• TASK GOAL
Omit every picture and return the rest of the data unaltered.

━━ DATA SHOWN

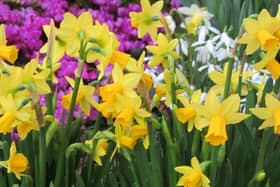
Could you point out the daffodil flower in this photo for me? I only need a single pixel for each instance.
(11, 117)
(100, 150)
(84, 97)
(188, 113)
(17, 162)
(148, 20)
(260, 33)
(192, 176)
(270, 63)
(270, 114)
(217, 115)
(8, 53)
(162, 50)
(219, 78)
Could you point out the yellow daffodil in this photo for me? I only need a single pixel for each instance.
(84, 97)
(123, 138)
(131, 109)
(6, 85)
(217, 115)
(141, 131)
(270, 63)
(270, 114)
(195, 16)
(162, 50)
(100, 150)
(188, 113)
(219, 78)
(58, 46)
(192, 176)
(260, 33)
(30, 75)
(24, 127)
(11, 117)
(124, 85)
(73, 29)
(148, 20)
(146, 81)
(8, 53)
(17, 162)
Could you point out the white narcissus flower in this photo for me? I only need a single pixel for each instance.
(195, 17)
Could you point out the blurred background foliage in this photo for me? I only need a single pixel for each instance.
(229, 13)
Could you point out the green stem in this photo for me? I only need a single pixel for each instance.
(42, 156)
(195, 143)
(228, 78)
(239, 85)
(214, 165)
(66, 137)
(154, 159)
(170, 154)
(51, 39)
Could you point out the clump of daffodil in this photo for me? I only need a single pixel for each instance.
(84, 97)
(270, 114)
(195, 16)
(146, 81)
(188, 113)
(130, 109)
(148, 20)
(127, 136)
(270, 62)
(192, 175)
(218, 115)
(8, 53)
(100, 149)
(11, 115)
(162, 50)
(260, 33)
(58, 45)
(123, 85)
(17, 162)
(31, 75)
(72, 30)
(219, 78)
(104, 48)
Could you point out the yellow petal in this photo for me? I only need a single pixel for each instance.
(236, 118)
(250, 25)
(266, 123)
(262, 113)
(230, 105)
(271, 102)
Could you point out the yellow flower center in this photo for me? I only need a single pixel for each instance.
(7, 121)
(125, 117)
(276, 120)
(274, 68)
(66, 100)
(160, 90)
(217, 134)
(138, 131)
(185, 114)
(8, 53)
(267, 40)
(192, 179)
(277, 34)
(120, 57)
(17, 163)
(194, 23)
(127, 141)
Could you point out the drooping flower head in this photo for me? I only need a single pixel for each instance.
(270, 114)
(219, 114)
(148, 20)
(192, 176)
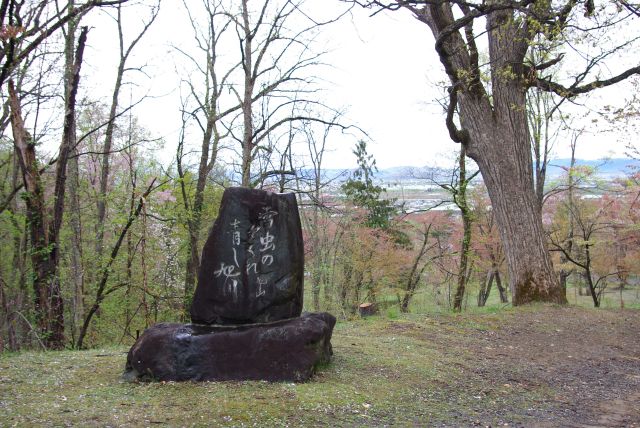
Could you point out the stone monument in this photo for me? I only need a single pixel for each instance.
(246, 310)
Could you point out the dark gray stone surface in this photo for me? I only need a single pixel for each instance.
(286, 350)
(252, 264)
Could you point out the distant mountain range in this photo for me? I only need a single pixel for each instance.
(605, 168)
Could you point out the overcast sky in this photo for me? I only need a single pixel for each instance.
(383, 70)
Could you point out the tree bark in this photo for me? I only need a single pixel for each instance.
(247, 101)
(495, 132)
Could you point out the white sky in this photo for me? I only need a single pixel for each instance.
(384, 70)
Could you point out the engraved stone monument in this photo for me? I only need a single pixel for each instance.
(246, 308)
(253, 262)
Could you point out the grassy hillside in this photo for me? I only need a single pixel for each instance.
(539, 364)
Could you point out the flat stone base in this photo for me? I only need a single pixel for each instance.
(286, 350)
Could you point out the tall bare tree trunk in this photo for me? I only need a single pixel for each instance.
(495, 133)
(77, 271)
(45, 234)
(107, 147)
(247, 101)
(460, 198)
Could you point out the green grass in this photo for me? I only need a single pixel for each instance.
(384, 372)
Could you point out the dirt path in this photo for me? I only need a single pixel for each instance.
(588, 360)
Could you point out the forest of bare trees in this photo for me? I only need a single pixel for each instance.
(100, 234)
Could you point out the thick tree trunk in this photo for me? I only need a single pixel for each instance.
(495, 131)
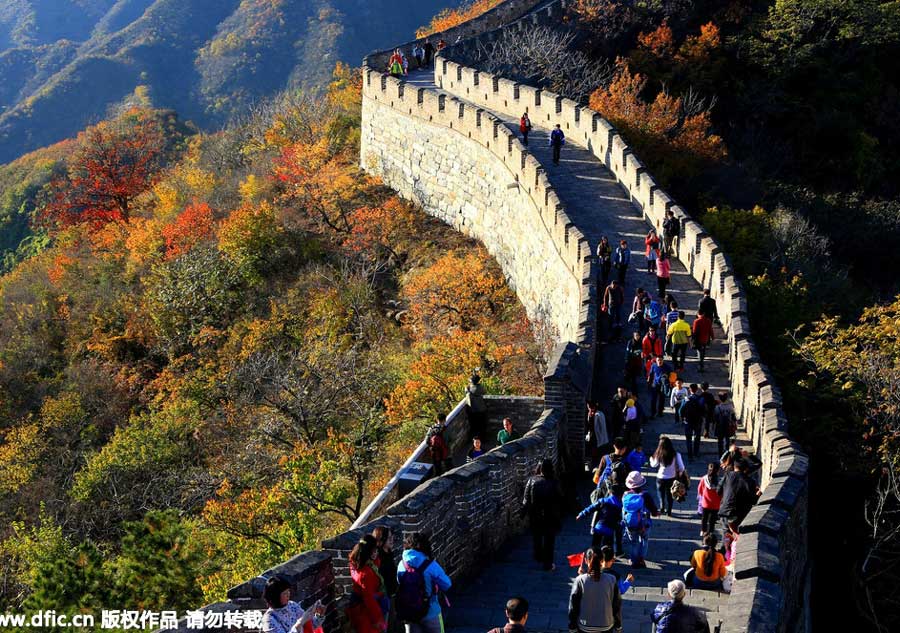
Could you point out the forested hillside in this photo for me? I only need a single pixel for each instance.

━━━━

• CORRECT RESPONSE
Could you point out the daffodil flower in this photo for me? I only need a single pixel for each instance.
(11, 117)
(100, 150)
(84, 97)
(188, 113)
(17, 162)
(148, 20)
(260, 33)
(192, 176)
(270, 63)
(270, 114)
(217, 115)
(8, 53)
(162, 50)
(219, 78)
Could you point out the yellow daffodil in this photo for me? I only need a single pixel for each instance.
(84, 97)
(123, 138)
(131, 109)
(6, 85)
(217, 115)
(141, 131)
(270, 63)
(270, 114)
(195, 16)
(162, 50)
(100, 150)
(188, 113)
(219, 78)
(58, 46)
(192, 176)
(260, 33)
(30, 75)
(24, 127)
(11, 117)
(124, 85)
(73, 29)
(148, 20)
(146, 81)
(8, 53)
(17, 162)
Could you point out the white narcissus flower in this photo for me? I only need a single pixel for each instance.
(195, 17)
Could you point out the blurred background foliage in this photo for me? I only need a single pixel for each instance.
(229, 13)
Could you point out the green stem in this photo for me? I only need a single pixel for each instance.
(42, 156)
(195, 143)
(228, 78)
(239, 85)
(214, 165)
(66, 137)
(154, 159)
(170, 154)
(51, 39)
Could you point out the clump of daffodil in this photo for me? I only need a single pixel for each instance.
(84, 97)
(270, 114)
(195, 16)
(146, 81)
(188, 113)
(130, 109)
(148, 20)
(127, 136)
(270, 62)
(192, 175)
(218, 115)
(8, 53)
(100, 149)
(11, 115)
(162, 50)
(260, 33)
(58, 45)
(123, 85)
(17, 162)
(31, 75)
(72, 30)
(219, 78)
(104, 48)
Could you point out the yellow petal in this photo for me? I only need a single pixel for each instance.
(236, 118)
(250, 25)
(266, 123)
(262, 113)
(230, 105)
(271, 102)
Could you point out the yellow flower center in this photo for me? I only need a single pixel for each instance.
(7, 121)
(125, 117)
(276, 120)
(274, 68)
(66, 100)
(160, 90)
(217, 134)
(138, 131)
(185, 114)
(8, 53)
(267, 40)
(192, 179)
(277, 34)
(120, 57)
(17, 163)
(194, 23)
(127, 141)
Could you point out the drooping flower head in this photo for me? I only need a single pixel for each instance.
(270, 114)
(219, 114)
(148, 20)
(192, 176)
Could you point out the stone monument in this photo for me? I only need a single pixel for each instance.
(246, 310)
Could you point out the dark gray stone surface in this photo for me? I only need a single pixel for each instance.
(286, 350)
(252, 264)
Could you point out the distant mountain range in this photo for me? I only need a single pixel for each instance.
(605, 168)
Could you point out the overcast sky in this photo for me? I only need a single pixel for each instance.
(383, 70)
Could you point out the tree bark in this photo for me? I only need a single pixel for each instance.
(247, 101)
(495, 132)
Could you point out the white sky in this photo for me? I only need a single pixel for each instance.
(384, 70)
Could you point out the engraved stone monument in this photo for me? I only need a single pixel for each instance.
(246, 308)
(253, 262)
Could you point out the grassy hillside in this photo for me? I only need a single pixel for each instance.
(539, 364)
Could you point out the flat stone base in this photo for me? I only need a single pixel for each instance.
(286, 350)
Could you point out the tall bare tree trunk in this photo for me? I only need a single pixel for each instance.
(495, 133)
(77, 271)
(45, 234)
(107, 147)
(247, 101)
(460, 198)
Could you point out the green grass in this photo for me? I only need a single pixel for each instance.
(384, 372)
Could you point out the dirt path in this photo for me? I only need a single pixel for each instance.
(588, 360)
Could you point out the forest of bare trees in this photo for me? I only need a single pixel for each instance.
(100, 234)
Could you point out the thick tree trunk in this photo for me? I only need a single pixel for each instance.
(495, 131)
Could you point out the forested hillside in this photo for me? I only need a single pixel for each instance.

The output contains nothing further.